* [WHAT YOU WILL DO]:
Your answer should reproduce the full set of records exactly as given.
LISTED ENTRIES Block Start
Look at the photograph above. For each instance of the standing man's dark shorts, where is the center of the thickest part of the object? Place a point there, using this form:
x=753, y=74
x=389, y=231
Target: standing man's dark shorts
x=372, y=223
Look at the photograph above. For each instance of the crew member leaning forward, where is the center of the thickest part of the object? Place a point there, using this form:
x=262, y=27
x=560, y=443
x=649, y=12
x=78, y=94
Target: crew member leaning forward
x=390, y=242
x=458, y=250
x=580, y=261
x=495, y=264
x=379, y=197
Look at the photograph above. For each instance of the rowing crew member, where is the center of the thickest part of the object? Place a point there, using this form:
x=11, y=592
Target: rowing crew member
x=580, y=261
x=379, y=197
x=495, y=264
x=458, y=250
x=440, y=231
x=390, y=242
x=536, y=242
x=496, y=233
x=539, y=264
LISTED ENTRIES Block End
* [EXERCISE OUTPUT]:
Look at the photograph above. For each instance of the standing man's dark shorts, where is the center of the thickest part of the object? Place a point there, using this form:
x=753, y=74
x=389, y=231
Target: standing man's dark shorts
x=372, y=223
Look at the photograph above. For each instance of the crew member leaning forward, where is the center of the thickest part of the object? Place a point there, using this form:
x=262, y=27
x=560, y=443
x=649, y=12
x=78, y=94
Target: crew member leaning forward
x=390, y=242
x=458, y=250
x=580, y=261
x=495, y=264
x=379, y=197
Look at the photograph above. For each instance of the rowing crew member, where is the center of the thickest part of the object? Place a point there, using this form:
x=11, y=592
Target: rowing crew member
x=580, y=261
x=379, y=197
x=495, y=264
x=458, y=250
x=440, y=231
x=390, y=242
x=536, y=242
x=496, y=233
x=539, y=264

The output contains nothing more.